> Available data
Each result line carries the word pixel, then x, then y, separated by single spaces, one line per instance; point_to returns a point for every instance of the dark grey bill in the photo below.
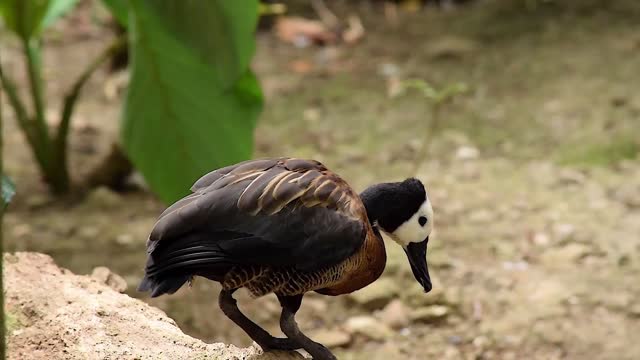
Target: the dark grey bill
pixel 417 254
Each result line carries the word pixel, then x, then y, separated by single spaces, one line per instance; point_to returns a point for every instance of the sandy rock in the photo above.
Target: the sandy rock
pixel 634 311
pixel 629 195
pixel 376 295
pixel 369 327
pixel 331 338
pixel 430 314
pixel 66 316
pixel 395 315
pixel 109 278
pixel 569 253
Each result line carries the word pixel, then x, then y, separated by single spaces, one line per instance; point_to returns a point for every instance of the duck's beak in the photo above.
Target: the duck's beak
pixel 417 254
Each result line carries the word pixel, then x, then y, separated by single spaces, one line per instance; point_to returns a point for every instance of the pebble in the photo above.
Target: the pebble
pixel 395 315
pixel 331 338
pixel 103 197
pixel 368 327
pixel 430 314
pixel 109 278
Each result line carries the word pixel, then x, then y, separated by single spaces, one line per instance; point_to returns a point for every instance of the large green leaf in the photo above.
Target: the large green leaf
pixel 219 31
pixel 24 17
pixel 7 190
pixel 181 117
pixel 28 17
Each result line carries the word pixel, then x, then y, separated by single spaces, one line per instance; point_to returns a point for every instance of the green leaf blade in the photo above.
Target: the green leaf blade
pixel 24 17
pixel 57 9
pixel 119 9
pixel 181 119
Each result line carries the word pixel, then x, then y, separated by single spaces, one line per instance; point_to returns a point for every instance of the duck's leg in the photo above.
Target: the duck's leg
pixel 266 341
pixel 290 305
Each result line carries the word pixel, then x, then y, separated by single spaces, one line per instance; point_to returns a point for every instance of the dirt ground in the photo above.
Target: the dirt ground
pixel 534 176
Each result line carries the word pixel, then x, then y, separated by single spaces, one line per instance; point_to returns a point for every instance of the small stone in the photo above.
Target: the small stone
pixel 125 239
pixel 331 338
pixel 634 311
pixel 570 177
pixel 430 314
pixel 395 315
pixel 36 200
pixel 451 47
pixel 564 232
pixel 573 252
pixel 109 278
pixel 541 239
pixel 376 295
pixel 368 327
pixel 467 153
pixel 103 197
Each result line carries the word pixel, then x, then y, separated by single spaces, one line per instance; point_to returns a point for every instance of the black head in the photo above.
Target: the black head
pixel 404 212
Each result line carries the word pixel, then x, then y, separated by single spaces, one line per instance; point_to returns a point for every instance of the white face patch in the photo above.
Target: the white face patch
pixel 411 230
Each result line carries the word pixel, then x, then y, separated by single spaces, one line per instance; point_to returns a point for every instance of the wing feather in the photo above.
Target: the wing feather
pixel 284 212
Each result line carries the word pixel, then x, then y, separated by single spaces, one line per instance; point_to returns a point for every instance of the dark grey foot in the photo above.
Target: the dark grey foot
pixel 290 305
pixel 266 341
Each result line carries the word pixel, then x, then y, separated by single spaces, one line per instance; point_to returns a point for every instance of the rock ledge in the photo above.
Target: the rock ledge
pixel 54 314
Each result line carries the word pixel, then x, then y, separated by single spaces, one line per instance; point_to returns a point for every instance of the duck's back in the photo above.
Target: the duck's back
pixel 261 224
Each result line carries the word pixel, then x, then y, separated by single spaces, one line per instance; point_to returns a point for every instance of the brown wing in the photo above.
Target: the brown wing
pixel 281 212
pixel 272 184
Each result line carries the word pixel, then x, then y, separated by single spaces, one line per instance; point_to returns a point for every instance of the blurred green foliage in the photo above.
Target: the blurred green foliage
pixel 192 102
pixel 601 154
pixel 7 191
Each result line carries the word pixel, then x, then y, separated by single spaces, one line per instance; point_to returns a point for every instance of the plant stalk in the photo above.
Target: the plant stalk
pixel 34 66
pixel 26 124
pixel 61 171
pixel 2 315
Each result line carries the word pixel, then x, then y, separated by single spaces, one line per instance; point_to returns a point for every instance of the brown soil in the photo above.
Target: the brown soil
pixel 58 315
pixel 534 175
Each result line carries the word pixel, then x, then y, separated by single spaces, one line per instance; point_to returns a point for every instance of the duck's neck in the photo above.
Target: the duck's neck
pixel 374 199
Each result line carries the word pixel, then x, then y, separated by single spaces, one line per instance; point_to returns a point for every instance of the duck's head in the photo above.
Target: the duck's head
pixel 403 211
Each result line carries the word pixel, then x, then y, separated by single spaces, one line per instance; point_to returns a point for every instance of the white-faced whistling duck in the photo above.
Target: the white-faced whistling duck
pixel 285 226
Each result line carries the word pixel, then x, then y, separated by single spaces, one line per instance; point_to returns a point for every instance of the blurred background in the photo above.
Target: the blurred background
pixel 521 116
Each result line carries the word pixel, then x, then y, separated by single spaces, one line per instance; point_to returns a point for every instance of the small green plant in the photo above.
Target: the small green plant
pixel 192 101
pixel 616 149
pixel 437 98
pixel 27 19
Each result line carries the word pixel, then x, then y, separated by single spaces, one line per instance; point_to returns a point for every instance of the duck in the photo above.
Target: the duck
pixel 285 226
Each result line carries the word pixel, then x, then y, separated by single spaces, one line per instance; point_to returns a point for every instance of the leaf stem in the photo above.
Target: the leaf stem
pixel 2 316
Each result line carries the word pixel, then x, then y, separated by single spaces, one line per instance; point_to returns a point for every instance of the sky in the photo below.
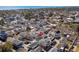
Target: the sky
pixel 25 7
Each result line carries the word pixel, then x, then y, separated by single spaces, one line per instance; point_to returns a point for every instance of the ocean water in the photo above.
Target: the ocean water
pixel 26 7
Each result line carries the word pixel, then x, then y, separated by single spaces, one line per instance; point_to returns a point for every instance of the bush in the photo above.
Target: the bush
pixel 7 47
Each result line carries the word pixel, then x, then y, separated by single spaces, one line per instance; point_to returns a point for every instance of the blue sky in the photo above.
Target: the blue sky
pixel 24 7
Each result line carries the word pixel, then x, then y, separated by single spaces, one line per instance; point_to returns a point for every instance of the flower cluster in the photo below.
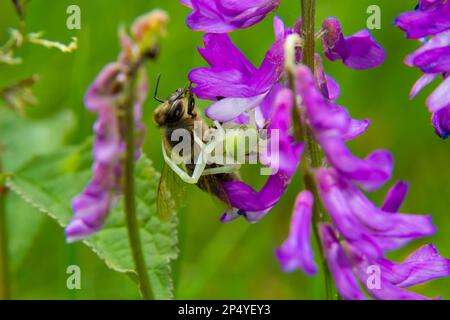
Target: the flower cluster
pixel 106 97
pixel 430 23
pixel 357 234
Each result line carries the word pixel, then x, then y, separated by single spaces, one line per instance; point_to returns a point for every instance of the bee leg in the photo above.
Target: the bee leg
pixel 219 170
pixel 199 168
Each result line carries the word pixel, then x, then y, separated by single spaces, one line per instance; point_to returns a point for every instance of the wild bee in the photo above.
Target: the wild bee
pixel 178 112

> Task requirements
Using the entries shown above, reproduce verbatim the lines from the line bearing "Target: the plant stalk" to the line bearing "stem in the photo above.", inclusive.

> Exercise response
Target: the plant stalk
pixel 34 66
pixel 26 124
pixel 61 171
pixel 2 315
Each result line carries the word pixel, then x, then y, separated by single spaces, one line per instance; point_to returns a point for every instance of the brown soil in the photo above.
Target: the brown soil
pixel 58 315
pixel 534 175
Each result line carries the word pixel, then x, then y, separated by single spaces, one line per instance; point_to returns a point for every instance of the duck's neck in the photo above.
Target: the duck's neck
pixel 374 199
Each result line carries the word pixel, then x, then y, separated by single spaces, one line per instance; point_to returns a point for every instance of the duck's head in the photo above.
Target: the duck's head
pixel 403 211
Each result line carries the word pixel, then x, then y, separated by single spaces, one line per instance; point_to returns a point for every instance of the white-faced whistling duck in the photo above.
Target: the white-faced whistling duck
pixel 285 226
Each result line carries the word pixel, then x, then y, separated by single spaces, one line per instance; point_to returns a point for every instance of the blurred background in the photo above.
Target: the blurred background
pixel 521 116
Each result line carries the word pixel, then x, then y, separated by single spaces, one line per instance; point_to returns a point for every instance of the small green plant in the photo above.
Target: the small green plant
pixel 192 101
pixel 616 149
pixel 437 98
pixel 27 19
Each result line carries the word pixel, then x, then y, separated by single spaces, one line per instance; point_to returns a point for every instance of the duck in the photo above.
Target: the duck
pixel 285 226
Each result line carries the word pixel, then x, then y, separated by single spaces, one line per instance; point_to returns a point for every instance of the leaf stem in the photo above.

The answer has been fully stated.